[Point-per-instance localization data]
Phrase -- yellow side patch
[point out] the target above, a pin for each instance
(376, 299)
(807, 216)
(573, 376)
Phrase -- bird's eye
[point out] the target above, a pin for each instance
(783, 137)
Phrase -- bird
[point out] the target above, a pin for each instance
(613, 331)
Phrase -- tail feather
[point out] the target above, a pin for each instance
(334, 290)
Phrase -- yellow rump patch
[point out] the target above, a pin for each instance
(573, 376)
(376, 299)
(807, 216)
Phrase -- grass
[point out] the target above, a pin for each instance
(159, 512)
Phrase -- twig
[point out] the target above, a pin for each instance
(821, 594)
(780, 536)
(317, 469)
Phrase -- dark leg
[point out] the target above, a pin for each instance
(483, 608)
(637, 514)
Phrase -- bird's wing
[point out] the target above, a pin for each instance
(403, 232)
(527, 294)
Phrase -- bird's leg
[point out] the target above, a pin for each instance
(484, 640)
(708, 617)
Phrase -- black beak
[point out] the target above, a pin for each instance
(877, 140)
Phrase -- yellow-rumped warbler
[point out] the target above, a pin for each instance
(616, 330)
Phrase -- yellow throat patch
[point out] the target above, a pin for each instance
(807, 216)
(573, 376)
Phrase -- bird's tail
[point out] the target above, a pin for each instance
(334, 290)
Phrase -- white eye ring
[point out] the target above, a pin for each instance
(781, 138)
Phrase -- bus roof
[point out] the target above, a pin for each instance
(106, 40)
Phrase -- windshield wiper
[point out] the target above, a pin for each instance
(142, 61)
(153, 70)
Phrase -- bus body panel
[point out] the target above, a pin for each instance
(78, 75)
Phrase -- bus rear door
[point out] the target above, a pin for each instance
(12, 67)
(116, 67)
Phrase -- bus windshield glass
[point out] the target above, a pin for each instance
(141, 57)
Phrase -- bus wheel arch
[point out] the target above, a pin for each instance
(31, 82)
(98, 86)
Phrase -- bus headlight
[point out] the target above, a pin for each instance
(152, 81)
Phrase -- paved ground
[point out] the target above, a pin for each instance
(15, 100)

What to produce: Output the lines from the one with "Phrase -- bus body panel" to the final line of the entries above, exactly as they stand, please, and nothing else.

Finished exercise:
Phrase -- bus body panel
[point out] the target above, a pin for each instance
(78, 75)
Phrase -- bus rear door
[point out] the target above, a pin for each instance
(12, 67)
(116, 67)
Phrase -- bus windshield glass
[point out] the target above, a pin for each instance
(141, 57)
Phrase -- bus wheel arch
[point out] the target above, a pin for each instance
(31, 82)
(98, 86)
Phrase -- bus headlight
[point out] the target above, a pin for each instance
(152, 81)
Phrase -- paved ground
[point out] the target above, a pin for each instance
(15, 100)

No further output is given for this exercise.